TASK TO CARRY OUT: Starting at the line containing "Check the image above for the presence of any boy's mouth." and ending with the last of the entries, copy the lines again, swapping "chef hat" for "baseball cap" and leaving everything else unchanged.

(Entries for labeling bounding boxes)
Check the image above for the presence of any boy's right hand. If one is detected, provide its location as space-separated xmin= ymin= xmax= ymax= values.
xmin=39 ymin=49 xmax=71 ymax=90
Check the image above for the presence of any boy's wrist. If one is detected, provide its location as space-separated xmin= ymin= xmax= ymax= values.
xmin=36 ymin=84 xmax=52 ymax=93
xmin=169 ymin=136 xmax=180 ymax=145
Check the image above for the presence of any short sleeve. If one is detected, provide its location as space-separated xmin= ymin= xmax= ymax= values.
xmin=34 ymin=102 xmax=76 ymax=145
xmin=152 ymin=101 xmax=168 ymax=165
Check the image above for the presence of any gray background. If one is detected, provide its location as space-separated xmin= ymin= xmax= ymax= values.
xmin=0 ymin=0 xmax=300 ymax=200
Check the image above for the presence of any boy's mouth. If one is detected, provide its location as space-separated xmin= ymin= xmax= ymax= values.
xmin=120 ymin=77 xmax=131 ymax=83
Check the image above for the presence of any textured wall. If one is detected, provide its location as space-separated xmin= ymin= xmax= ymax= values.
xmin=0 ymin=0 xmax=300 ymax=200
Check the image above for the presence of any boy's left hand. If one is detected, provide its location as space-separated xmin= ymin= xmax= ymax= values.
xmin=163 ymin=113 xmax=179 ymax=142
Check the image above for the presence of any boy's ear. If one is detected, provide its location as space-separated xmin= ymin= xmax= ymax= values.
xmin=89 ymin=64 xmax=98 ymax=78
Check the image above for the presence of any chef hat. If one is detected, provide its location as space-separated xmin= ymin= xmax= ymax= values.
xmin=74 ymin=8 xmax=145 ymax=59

WRITTEN ANSWER:
Check the image above for the presence of any boy's mouth. If one is detected, provide its location as space-separated xmin= ymin= xmax= ymax= values.
xmin=120 ymin=77 xmax=131 ymax=83
Check the image above for the presence of any textured wall. If one is detected, provide its location as space-separated xmin= ymin= xmax= ymax= values.
xmin=0 ymin=0 xmax=300 ymax=200
Check the image above for the presence of any boy's left hand. If one is detected, provide its location as space-separated xmin= ymin= xmax= ymax= values.
xmin=163 ymin=113 xmax=179 ymax=142
Check the image above for the presence of any boy's ear. If one is detected, provide its location as space-separated xmin= ymin= xmax= ymax= values.
xmin=89 ymin=64 xmax=98 ymax=78
Check the image above for the presence of any baseball cap. If one is detected, provide its location as space-separated xmin= ymin= xmax= ymax= values.
xmin=74 ymin=8 xmax=145 ymax=59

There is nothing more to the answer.